───── Page extract

TRAINEE doctors in England saw their salary fall by 0.2 per cent in the past year, new figures show.
In the year ending June 2014, their average basic pay dropped by £49 to £26,007. That followed a 0.5 per cent rise (£144) in the year from June 2012-2013.
Since June 2009, trainee pay has increased overall by only £211, or 0.8 per cent, a year.
The average income for individual junior doctors in the year to June 2014 was £35,994 including £10,817 in extra payments such as band supplements, geographic allowances and local payments.
In contrast, the report from the Health and Social Care Information Centre showed NHS hospital doctors’ pay increased by 0.4 per cent to an average of £59,051 from June 2013 to June 2014. This includes consultants and registrars but excludes locums and GPs.

──────────

→ **List of tasks**:
1. Render the opening sentence of the article on trainee doctors' pay in French: "TRAINEE doctors in England saw their salary fall by 0.2 per cent in the past year, new figures show."
2. Carry the article on trainee doctors' pay forward from its final sentence.

───── Information

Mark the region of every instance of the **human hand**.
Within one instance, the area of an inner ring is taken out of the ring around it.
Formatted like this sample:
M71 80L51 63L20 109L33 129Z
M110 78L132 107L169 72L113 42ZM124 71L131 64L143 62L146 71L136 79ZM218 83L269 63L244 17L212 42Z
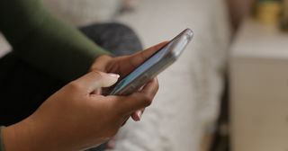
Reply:
M51 95L30 117L4 129L7 151L81 150L113 137L132 112L151 103L157 81L129 96L93 93L119 76L92 71Z
M159 43L143 51L130 56L116 58L106 55L101 56L97 58L92 65L91 70L119 74L122 78L166 43L167 41ZM95 93L102 93L102 90L98 89ZM144 108L133 112L131 114L131 118L136 121L140 120Z

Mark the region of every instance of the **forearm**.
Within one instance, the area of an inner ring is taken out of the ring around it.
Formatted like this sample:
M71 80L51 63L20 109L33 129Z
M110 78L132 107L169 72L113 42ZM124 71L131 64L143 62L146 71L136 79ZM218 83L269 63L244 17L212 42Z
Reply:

──────────

→ **Numbered answers**:
1. Les médecins en formation en Angleterre ont vu leur salaire baisser de 0,2 % au cours de l'année écoulée, selon de nouveaux chiffres.

2.
The largest annual NHS pay increase over the same period went to locum hospital practitioners and clinical assistant doctors, with a 4.4 per cent rise boosting their income to £62,895.
In the year ending June 2014, hospital consultants earned on average £111,490, of which £83,607 was basic pay. That’s a 1.2 per cent increase compared to the June 2013 figure.
The BMA recently said it would submit evidence to the doctors’ pay review body next year despite the government stating it would not be taking recommendations for 2015-16. All NHS staff are expected to receive a one per cent pay increase.